◆ Stated exercise 1: In the course description on Latin American avant-garde art, which three countries does it name for examining Futurism, Conceptualism, and other "isms"?
◆ Stated exercise 2: Translate this sentence from the course description on Latin American avant-garde art into Spanish: "Readings will include critical, theoretical, and historical texts."

◆ Passage shown:
┌──

Avant-garde art made by Latin Americans has long been admired for attempting and accomplishing social projects achieved by neither European nor U.S. artists. Damian Bayon has argued that adopting avant-garde tactics during the 1920s helped Latin Americans resist cultural colonialism; Mari Carmen Ramírez has argued that during the 1960s Latin American conceptualists’ political aims exceeded those of their U.S. and European counterparts because, instead of limiting their critiques to institutions, they addressed a realpolitik; and Cuauhtémoc Medina has asked if contemporary, socially-engaged Latin American art can, in fact, affect social change or if its politics are neutralized by the global circuit in which it is shown and collected.


Focusing on key moments during the 1920s, the 1940s, the 1960s-70s, and the last decade, this course will examine Latin American artists’ avant-garde and neo-avant-garde practices, and their impact on the global scene. Looking at manifestations of Futurism, Conceptualism, and other “isms” in Mexico, Argentina, and Brazil, we will ask how and why Latin American avant-gardes have produced art that differs from their counterparts in Europe and the United States, and what those distinctions mean. For instance, Futurist experiments in Mexico City and Buenos Aires during the 1920s will be examined alongside European Futurism, and Neo-concrete engagements with interactivity and the dissolution of the art object in Brazil with be compared with North American Minimalism. Readings will include critical, theoretical, and historical texts. In addition to familiarizing ourselves with the relevant historical and contemporary artists and movements, our task will be to consider how Latin American art compels us to revise theories of the avant-garde and neo-avant-garde.

└──

◆ Provided material:
┌──

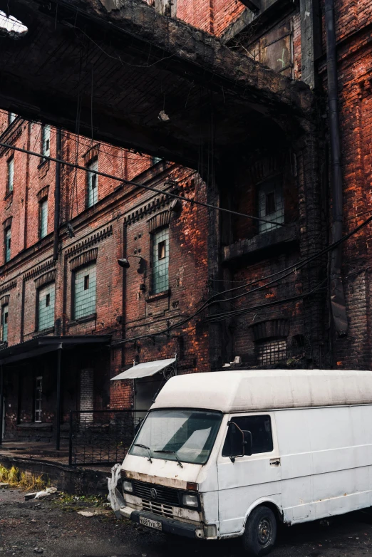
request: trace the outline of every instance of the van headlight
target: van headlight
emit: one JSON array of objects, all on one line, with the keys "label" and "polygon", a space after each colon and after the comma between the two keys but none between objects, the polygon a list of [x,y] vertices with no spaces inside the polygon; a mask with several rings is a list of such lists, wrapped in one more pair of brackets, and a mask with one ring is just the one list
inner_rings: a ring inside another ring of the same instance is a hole
[{"label": "van headlight", "polygon": [[131,481],[128,481],[127,479],[123,480],[123,490],[127,493],[133,492],[133,484]]},{"label": "van headlight", "polygon": [[197,495],[191,495],[190,493],[185,493],[182,496],[182,504],[185,506],[193,506],[197,509],[199,506],[199,499]]}]

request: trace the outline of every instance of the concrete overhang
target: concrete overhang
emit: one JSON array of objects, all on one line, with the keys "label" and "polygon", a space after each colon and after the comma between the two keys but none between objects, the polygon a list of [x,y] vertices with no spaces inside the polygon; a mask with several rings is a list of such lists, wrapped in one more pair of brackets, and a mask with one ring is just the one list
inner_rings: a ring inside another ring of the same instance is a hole
[{"label": "concrete overhang", "polygon": [[0,37],[3,109],[194,168],[311,125],[306,85],[143,0],[8,7],[29,31]]}]

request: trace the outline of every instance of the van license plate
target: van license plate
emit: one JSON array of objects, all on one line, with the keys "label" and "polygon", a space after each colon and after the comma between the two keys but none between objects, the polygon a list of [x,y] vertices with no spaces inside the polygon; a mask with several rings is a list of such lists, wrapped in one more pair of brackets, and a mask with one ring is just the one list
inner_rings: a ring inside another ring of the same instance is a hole
[{"label": "van license plate", "polygon": [[162,530],[162,524],[157,520],[146,519],[145,516],[140,516],[140,524],[149,528],[155,528],[155,530]]}]

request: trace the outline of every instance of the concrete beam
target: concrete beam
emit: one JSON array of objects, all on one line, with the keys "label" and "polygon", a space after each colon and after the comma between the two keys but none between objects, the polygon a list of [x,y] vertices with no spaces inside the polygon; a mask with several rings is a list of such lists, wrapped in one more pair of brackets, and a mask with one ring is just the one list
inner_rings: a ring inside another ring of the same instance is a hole
[{"label": "concrete beam", "polygon": [[211,126],[222,160],[312,121],[304,84],[143,0],[0,0],[8,6],[29,33],[0,38],[0,107],[26,118],[74,132],[78,114],[83,135],[192,167]]}]

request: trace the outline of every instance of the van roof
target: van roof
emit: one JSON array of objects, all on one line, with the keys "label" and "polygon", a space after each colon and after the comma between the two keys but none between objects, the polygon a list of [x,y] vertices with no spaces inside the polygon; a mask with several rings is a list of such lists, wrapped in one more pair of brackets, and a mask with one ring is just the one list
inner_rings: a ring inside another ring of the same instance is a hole
[{"label": "van roof", "polygon": [[173,377],[151,407],[230,412],[360,404],[372,404],[371,371],[237,370]]}]

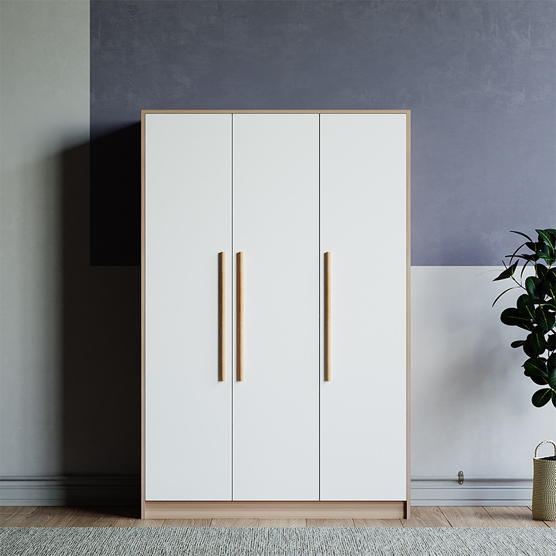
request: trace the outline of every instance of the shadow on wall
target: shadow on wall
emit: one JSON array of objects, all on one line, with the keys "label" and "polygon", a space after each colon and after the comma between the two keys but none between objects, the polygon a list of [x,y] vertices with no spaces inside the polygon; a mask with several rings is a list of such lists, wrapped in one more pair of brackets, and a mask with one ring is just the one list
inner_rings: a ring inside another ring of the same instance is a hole
[{"label": "shadow on wall", "polygon": [[[120,140],[106,139],[105,145]],[[140,471],[140,268],[90,263],[90,147],[65,151],[63,160],[63,461],[66,475],[134,476],[124,498],[139,500]],[[140,152],[138,151],[138,153]],[[107,175],[117,158],[113,152]],[[98,158],[97,160],[99,160]],[[104,165],[103,164],[103,166]],[[123,170],[113,172],[114,186]],[[140,183],[140,170],[138,167]],[[136,175],[133,174],[133,175]],[[123,183],[123,182],[122,182]],[[139,185],[132,180],[126,188]],[[122,195],[116,195],[117,202]],[[140,199],[140,195],[138,195]],[[134,204],[130,203],[129,209]],[[140,222],[140,213],[136,220]],[[133,241],[140,244],[140,236]],[[130,230],[131,234],[134,230]],[[126,484],[125,481],[124,484]],[[115,482],[122,498],[121,480]],[[88,487],[83,487],[88,490]],[[106,500],[106,491],[91,484],[88,492],[68,489],[69,496]]]}]

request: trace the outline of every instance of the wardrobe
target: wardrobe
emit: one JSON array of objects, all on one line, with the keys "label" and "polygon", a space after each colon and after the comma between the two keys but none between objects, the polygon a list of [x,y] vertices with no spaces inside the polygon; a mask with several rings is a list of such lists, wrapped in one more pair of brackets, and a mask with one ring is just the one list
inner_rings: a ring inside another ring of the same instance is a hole
[{"label": "wardrobe", "polygon": [[409,516],[409,111],[143,111],[142,516]]}]

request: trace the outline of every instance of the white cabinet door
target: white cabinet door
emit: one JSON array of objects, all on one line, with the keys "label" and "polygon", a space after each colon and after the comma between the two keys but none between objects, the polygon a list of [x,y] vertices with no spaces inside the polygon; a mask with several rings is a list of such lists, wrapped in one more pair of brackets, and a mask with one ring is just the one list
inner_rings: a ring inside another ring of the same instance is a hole
[{"label": "white cabinet door", "polygon": [[332,253],[323,500],[407,499],[406,149],[405,114],[320,117],[322,247]]},{"label": "white cabinet door", "polygon": [[245,365],[234,500],[318,500],[318,115],[234,115],[233,128]]},{"label": "white cabinet door", "polygon": [[231,500],[231,115],[147,114],[145,133],[145,498]]}]

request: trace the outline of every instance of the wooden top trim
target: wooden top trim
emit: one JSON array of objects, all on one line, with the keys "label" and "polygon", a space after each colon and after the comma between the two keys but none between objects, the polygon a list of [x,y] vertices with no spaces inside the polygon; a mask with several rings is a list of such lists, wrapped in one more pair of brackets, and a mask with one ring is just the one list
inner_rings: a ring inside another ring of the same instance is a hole
[{"label": "wooden top trim", "polygon": [[145,114],[410,114],[411,110],[142,110]]}]

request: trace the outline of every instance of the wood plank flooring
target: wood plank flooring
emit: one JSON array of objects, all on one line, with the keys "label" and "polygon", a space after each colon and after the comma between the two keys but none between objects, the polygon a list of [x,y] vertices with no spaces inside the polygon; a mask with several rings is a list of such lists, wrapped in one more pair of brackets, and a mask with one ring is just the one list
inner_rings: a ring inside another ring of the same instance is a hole
[{"label": "wood plank flooring", "polygon": [[556,527],[527,506],[422,506],[406,519],[147,519],[129,507],[1,506],[1,527]]}]

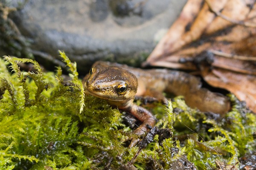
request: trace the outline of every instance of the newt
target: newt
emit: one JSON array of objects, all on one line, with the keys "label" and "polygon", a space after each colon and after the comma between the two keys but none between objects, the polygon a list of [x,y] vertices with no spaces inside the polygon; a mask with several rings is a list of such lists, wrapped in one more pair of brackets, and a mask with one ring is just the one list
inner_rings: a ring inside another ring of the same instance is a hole
[{"label": "newt", "polygon": [[[111,106],[131,113],[141,121],[142,124],[134,131],[139,135],[154,127],[156,119],[148,110],[134,103],[138,96],[153,96],[166,104],[163,92],[182,95],[191,107],[221,114],[227,111],[230,107],[227,97],[201,88],[200,81],[196,77],[166,69],[144,70],[98,61],[83,83],[85,93],[106,100]],[[129,147],[138,141],[133,139]]]}]

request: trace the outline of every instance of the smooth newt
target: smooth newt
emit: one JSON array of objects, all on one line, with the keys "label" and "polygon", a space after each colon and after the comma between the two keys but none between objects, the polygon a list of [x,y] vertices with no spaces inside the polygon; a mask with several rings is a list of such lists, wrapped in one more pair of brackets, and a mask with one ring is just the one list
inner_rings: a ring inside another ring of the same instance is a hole
[{"label": "smooth newt", "polygon": [[[142,124],[134,133],[142,135],[154,126],[156,120],[144,108],[134,103],[135,96],[152,96],[164,103],[166,99],[162,92],[184,96],[186,102],[201,111],[224,113],[230,108],[225,96],[201,88],[200,80],[179,71],[165,69],[143,70],[107,62],[94,63],[83,84],[86,92],[107,100],[118,109],[130,113]],[[129,147],[136,144],[131,142]]]}]

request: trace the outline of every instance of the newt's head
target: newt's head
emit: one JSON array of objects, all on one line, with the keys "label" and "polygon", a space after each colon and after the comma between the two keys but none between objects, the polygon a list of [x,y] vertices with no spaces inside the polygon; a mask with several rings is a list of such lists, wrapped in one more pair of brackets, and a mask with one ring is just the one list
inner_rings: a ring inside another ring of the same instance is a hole
[{"label": "newt's head", "polygon": [[96,64],[84,78],[83,84],[90,94],[118,106],[134,99],[138,81],[135,76],[127,70]]}]

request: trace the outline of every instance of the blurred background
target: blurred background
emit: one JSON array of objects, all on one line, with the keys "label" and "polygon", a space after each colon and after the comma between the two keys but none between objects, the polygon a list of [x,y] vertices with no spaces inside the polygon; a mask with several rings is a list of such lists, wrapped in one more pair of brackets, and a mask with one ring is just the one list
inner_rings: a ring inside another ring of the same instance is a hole
[{"label": "blurred background", "polygon": [[64,65],[84,75],[96,61],[138,66],[177,18],[185,0],[0,0],[0,55]]}]

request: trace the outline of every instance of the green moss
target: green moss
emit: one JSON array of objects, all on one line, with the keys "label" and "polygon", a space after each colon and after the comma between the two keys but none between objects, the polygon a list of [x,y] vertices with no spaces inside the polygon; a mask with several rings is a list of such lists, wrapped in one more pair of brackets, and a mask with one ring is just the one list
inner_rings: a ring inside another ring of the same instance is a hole
[{"label": "green moss", "polygon": [[[0,60],[0,169],[119,169],[138,151],[127,147],[125,141],[133,135],[122,113],[85,96],[76,63],[60,53],[70,68],[69,81],[63,80],[60,68],[44,73],[32,60]],[[19,62],[33,63],[36,72],[21,71]],[[216,159],[235,164],[255,149],[256,116],[230,97],[232,109],[221,118],[189,108],[181,97],[167,109],[154,108],[157,126],[171,129],[174,137],[160,146],[156,136],[134,165],[169,169],[169,162],[184,156],[198,169],[215,168]]]}]

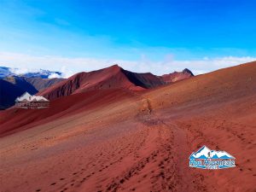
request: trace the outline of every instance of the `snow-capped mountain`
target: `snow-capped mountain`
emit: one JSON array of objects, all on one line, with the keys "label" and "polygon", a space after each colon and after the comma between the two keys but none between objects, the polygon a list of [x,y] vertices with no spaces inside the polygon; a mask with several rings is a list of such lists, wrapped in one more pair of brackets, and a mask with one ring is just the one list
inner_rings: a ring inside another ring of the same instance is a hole
[{"label": "snow-capped mountain", "polygon": [[235,159],[232,155],[225,151],[211,150],[203,146],[197,152],[193,153],[189,159]]},{"label": "snow-capped mountain", "polygon": [[18,97],[16,102],[49,102],[46,98],[44,96],[32,96],[28,92],[24,93],[21,96]]},{"label": "snow-capped mountain", "polygon": [[25,78],[61,78],[62,73],[61,72],[52,72],[49,70],[27,70],[20,68],[10,68],[6,67],[0,67],[0,79],[4,79],[9,76],[21,76]]}]

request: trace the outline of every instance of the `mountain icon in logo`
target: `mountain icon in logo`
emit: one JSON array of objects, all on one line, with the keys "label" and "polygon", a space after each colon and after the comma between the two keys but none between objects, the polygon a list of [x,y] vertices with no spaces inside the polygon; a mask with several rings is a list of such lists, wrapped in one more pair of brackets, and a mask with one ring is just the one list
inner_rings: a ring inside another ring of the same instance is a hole
[{"label": "mountain icon in logo", "polygon": [[201,169],[223,169],[236,166],[236,158],[225,151],[211,150],[207,146],[193,152],[189,156],[189,166]]}]

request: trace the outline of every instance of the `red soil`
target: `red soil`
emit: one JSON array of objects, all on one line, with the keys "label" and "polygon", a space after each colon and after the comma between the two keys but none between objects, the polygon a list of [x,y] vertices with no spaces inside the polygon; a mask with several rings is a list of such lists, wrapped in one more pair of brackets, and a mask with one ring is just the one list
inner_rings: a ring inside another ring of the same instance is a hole
[{"label": "red soil", "polygon": [[[252,62],[144,92],[97,90],[1,112],[1,190],[255,191],[255,74]],[[227,151],[236,166],[189,168],[202,145]]]}]

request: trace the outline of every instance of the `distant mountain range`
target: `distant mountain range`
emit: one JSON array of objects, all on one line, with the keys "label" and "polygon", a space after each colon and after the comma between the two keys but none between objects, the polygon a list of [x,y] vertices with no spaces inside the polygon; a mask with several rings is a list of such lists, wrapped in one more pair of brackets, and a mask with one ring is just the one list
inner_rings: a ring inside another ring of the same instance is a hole
[{"label": "distant mountain range", "polygon": [[53,74],[61,77],[62,73],[61,72],[53,72],[44,69],[35,70],[34,72],[26,72],[20,68],[0,67],[0,79],[3,79],[9,76],[48,79]]},{"label": "distant mountain range", "polygon": [[189,69],[156,76],[150,73],[137,73],[126,71],[118,65],[89,73],[79,73],[67,79],[48,79],[52,74],[61,75],[60,72],[40,69],[37,73],[17,74],[15,70],[18,71],[0,67],[0,109],[13,106],[15,98],[24,92],[54,100],[95,90],[125,89],[138,91],[194,76]]}]

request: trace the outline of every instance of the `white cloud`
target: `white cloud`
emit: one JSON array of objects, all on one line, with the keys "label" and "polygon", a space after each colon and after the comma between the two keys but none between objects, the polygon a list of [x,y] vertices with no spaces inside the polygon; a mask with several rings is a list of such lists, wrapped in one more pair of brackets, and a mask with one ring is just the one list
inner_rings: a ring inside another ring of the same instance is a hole
[{"label": "white cloud", "polygon": [[225,56],[219,58],[206,56],[201,60],[178,61],[175,60],[173,55],[167,55],[162,61],[154,61],[148,60],[145,55],[142,55],[142,58],[137,61],[125,61],[84,57],[71,58],[57,55],[38,56],[0,52],[0,66],[22,68],[23,71],[29,71],[33,68],[60,71],[63,73],[62,76],[64,78],[70,77],[79,72],[97,70],[115,63],[130,71],[137,73],[150,72],[160,75],[172,73],[173,71],[182,71],[184,68],[190,69],[195,74],[201,74],[253,61],[256,61],[255,56]]},{"label": "white cloud", "polygon": [[58,73],[51,73],[50,75],[48,76],[49,79],[53,79],[53,78],[62,78],[62,76],[59,75]]}]

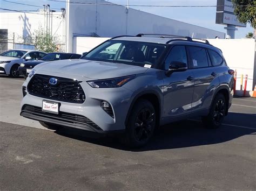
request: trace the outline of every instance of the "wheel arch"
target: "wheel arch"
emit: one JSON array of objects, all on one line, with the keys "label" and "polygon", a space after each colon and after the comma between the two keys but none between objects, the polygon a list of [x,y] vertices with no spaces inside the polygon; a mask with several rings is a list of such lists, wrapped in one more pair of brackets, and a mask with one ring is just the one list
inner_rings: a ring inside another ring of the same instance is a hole
[{"label": "wheel arch", "polygon": [[126,117],[125,119],[125,125],[126,126],[127,121],[129,120],[129,116],[131,114],[131,112],[132,108],[134,106],[135,103],[140,99],[146,100],[150,101],[154,106],[156,110],[156,116],[157,117],[157,125],[158,127],[160,124],[160,119],[161,117],[161,111],[162,109],[162,106],[161,103],[161,99],[159,94],[156,90],[145,90],[140,93],[137,94],[133,99],[131,105],[130,105],[128,112],[127,113]]},{"label": "wheel arch", "polygon": [[215,91],[214,95],[213,96],[213,98],[212,99],[212,104],[211,105],[212,105],[212,102],[213,102],[213,100],[215,98],[215,97],[216,95],[218,94],[223,94],[226,100],[226,106],[227,107],[227,109],[226,110],[226,114],[225,115],[227,115],[227,112],[228,111],[228,104],[230,102],[230,89],[228,87],[226,86],[221,86],[219,87]]}]

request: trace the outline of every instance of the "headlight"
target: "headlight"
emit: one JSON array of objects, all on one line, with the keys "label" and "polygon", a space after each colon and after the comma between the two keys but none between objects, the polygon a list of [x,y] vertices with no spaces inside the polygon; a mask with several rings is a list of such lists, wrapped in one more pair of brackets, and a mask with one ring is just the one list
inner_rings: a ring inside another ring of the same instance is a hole
[{"label": "headlight", "polygon": [[118,88],[135,78],[135,75],[111,79],[89,81],[87,82],[94,88]]},{"label": "headlight", "polygon": [[29,76],[29,77],[32,77],[32,76],[33,75],[34,75],[34,74],[35,74],[35,70],[34,70],[34,69],[32,69],[32,70],[31,70],[30,72],[29,73],[28,76]]},{"label": "headlight", "polygon": [[0,63],[10,63],[10,62],[11,62],[10,61],[0,61]]}]

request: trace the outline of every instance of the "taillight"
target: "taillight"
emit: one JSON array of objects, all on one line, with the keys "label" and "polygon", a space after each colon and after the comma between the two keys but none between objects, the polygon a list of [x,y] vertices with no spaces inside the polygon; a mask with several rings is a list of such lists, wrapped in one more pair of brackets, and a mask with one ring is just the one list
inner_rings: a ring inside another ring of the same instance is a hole
[{"label": "taillight", "polygon": [[228,74],[234,75],[234,71],[233,69],[229,69],[227,72],[228,72]]}]

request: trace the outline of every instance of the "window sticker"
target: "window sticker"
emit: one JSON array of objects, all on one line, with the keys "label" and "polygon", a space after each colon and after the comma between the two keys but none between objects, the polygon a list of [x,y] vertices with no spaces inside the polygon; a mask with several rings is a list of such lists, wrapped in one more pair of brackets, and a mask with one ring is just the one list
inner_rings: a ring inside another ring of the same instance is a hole
[{"label": "window sticker", "polygon": [[151,65],[144,65],[144,68],[150,68],[151,67]]},{"label": "window sticker", "polygon": [[197,60],[193,59],[193,65],[194,65],[194,66],[197,66]]}]

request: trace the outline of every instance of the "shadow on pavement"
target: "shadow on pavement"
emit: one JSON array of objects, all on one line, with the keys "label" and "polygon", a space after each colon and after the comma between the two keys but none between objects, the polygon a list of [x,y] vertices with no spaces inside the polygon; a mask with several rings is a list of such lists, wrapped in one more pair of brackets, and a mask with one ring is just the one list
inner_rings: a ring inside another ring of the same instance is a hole
[{"label": "shadow on pavement", "polygon": [[[255,121],[256,114],[230,112],[230,119]],[[255,123],[255,122],[254,122]],[[225,121],[225,124],[230,124]],[[244,125],[245,126],[245,125]],[[56,131],[59,135],[97,145],[134,152],[172,149],[224,143],[246,135],[255,135],[255,129],[250,129],[222,125],[218,129],[204,128],[200,121],[186,120],[171,123],[159,128],[151,141],[139,149],[130,149],[122,144],[117,137],[97,137],[95,134],[74,129]],[[90,134],[89,134],[90,133]],[[94,138],[92,138],[94,137]]]}]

└──

◆ Written response 1: Mexico, Argentina, and Brazil.

◆ Written response 2: Las lecturas incluirán textos críticos, teóricos e históricos.